Pero la criatura a veces me ponía en situaciones incómodas. La maestra regañó a mi hijo por el desorden en el cuaderno. Manchas y suciedad continuamente. Y él dijo que su madre lo elogiaba por ello. Por la noche recibí un regaño de ella en WhatsApp. Me avergoncé, pero decidí responderle que era mejor que él aprendiera a encontrar y corregir errores en vez de tener miedo de cometerlos.

También hubo fracasos. Un día íbamos con mi hijo en un autobús lleno. Él estaba sentado viendo su teléfono móvil. Al lado estaba parada una señora de unos 60 años. Yo le susurré: “Levántate, no ves que hay una señora mayor”. Y me dijo: “Ella no es tan mayor en absoluto”. Yo me sentí mal. Luego, la mujer dijo: “Muchas gracias, muchacho, por el cumplido. La verdad es que no soy tan mayor”. Mi hijo le sonrió y le contestó: “¿Quiere que me mueva o le sostenga la bolsa?”. Nos bajamos en la parada del autobús y ahí no pude resistirme y le grité. El rostro del pobre se estiró y susurró con silencioso resentimiento: “Mamá, prometiste no regañarme”.

Pero yo estaba temblando de rabia. Después de todo, ya era un chico grande, ¿cómo podía comportarse así? Luego me calmé y me sentí muy avergonzada. Después de todo, no se trataba de su frase descortés, sino de mi promesa. Abracé al niño abatido y le dije: “Lo siento, es difícil deshacerse de los malos hábitos. Pero no hay nada especial que elogiar aquí, debes admitirlo”.

El experimento en sí no fue fácil para mí. Decidí preguntarle a mi hijo sobre sus impresiones. Dijo que le gustaba todo. Solo que a veces se cansaba de recordarme que tenía que alabarlo. Yo me puse triste casi hasta las lágrimas.
★ ★ ★
*TAREA REQUERIDA 1*: Transforme en un CSV de dos columnas, «enunciado» y «respuesta», todas las entradas desde la que contiene "Identify the warm" hasta el final de las entradas. Cada entrada debe ocupar una fila, con su enunciado y su respuesta en sendos campos entre comillas y los saltos de línea sustituidos por espacios.
El relato y las entradas proceden de fuentes distintas.

*MATERIAL DE TRABAJO*:
★ ★ ★
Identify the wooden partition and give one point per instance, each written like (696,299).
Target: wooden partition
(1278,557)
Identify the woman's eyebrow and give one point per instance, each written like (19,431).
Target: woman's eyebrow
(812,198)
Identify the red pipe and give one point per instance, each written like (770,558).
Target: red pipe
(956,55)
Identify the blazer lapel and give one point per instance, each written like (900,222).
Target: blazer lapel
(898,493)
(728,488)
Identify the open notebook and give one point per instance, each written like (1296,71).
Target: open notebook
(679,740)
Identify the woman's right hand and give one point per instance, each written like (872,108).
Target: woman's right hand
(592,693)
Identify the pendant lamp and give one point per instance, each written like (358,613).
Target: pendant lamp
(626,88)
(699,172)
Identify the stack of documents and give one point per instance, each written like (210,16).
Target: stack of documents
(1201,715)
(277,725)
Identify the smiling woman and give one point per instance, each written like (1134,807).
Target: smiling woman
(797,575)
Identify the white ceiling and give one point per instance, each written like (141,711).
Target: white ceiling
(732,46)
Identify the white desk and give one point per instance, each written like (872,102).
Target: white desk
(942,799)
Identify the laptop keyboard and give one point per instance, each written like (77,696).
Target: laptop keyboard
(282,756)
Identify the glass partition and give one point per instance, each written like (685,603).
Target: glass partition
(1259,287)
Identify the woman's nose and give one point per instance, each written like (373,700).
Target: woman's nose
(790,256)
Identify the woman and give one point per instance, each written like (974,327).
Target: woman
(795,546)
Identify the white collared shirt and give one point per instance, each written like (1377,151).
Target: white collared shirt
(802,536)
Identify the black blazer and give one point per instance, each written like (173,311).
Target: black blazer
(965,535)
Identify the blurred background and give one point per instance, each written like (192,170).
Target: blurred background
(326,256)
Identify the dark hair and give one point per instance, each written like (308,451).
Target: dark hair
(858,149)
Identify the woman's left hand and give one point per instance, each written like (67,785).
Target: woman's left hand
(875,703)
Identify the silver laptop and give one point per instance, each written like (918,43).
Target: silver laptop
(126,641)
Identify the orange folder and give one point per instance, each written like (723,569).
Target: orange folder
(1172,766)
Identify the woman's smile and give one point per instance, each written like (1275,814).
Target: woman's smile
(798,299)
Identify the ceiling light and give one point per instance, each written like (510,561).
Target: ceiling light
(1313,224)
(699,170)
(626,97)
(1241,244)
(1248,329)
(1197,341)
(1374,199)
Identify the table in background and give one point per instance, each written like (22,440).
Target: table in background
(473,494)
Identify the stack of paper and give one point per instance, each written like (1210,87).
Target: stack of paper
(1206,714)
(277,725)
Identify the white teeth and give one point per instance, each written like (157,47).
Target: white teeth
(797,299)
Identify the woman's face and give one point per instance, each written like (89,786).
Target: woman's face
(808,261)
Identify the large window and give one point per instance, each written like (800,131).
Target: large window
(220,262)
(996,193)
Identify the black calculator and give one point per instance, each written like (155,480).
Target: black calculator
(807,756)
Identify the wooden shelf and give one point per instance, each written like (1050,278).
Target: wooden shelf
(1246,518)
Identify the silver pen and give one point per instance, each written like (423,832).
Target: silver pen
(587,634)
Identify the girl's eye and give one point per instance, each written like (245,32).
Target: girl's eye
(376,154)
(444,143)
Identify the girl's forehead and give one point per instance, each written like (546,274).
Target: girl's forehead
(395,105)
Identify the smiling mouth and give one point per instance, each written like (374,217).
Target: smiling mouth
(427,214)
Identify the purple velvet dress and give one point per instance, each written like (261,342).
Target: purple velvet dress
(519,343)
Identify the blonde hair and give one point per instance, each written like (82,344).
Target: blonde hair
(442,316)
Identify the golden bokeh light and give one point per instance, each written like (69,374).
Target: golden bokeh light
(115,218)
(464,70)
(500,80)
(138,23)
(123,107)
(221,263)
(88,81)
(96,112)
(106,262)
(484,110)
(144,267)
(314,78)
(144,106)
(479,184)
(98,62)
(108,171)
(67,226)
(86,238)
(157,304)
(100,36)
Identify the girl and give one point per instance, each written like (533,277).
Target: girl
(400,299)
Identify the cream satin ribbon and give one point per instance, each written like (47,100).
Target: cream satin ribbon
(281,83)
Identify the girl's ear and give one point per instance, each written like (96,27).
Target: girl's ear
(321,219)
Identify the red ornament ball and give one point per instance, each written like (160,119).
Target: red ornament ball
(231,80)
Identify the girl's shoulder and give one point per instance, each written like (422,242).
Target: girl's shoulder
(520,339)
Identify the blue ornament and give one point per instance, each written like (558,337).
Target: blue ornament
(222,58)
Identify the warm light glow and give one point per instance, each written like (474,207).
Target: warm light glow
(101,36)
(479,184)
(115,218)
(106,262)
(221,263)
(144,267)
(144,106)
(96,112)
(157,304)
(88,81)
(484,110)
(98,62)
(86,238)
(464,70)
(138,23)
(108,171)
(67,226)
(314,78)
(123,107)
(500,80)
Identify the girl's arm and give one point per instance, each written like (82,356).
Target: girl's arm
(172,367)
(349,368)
★ ★ ★
*TAREA REQUERIDA 2*: Según el relato, ¿por qué regañó la maestra al hijo?

*SOLUCIÓN PROPUESTA 1*:
enunciado,respuesta
"Identify the warm light glow and give one point per instance, each written like (474,207). Target: warm light glow","(101,36) (479,184) (115,218) (106,262) (221,263) (144,267) (144,106) (96,112) (157,304) (88,81) (484,110) (98,62) (86,238) (464,70) (138,23) (108,171) (67,226) (314,78) (123,107) (500,80)"
"Identify the girl's arm and give one point per instance, each written like (82,356). Target: girl's arm","(172,367) (349,368)"

*SOLUCIÓN PROPUESTA 2*: Por el desorden en el cuaderno.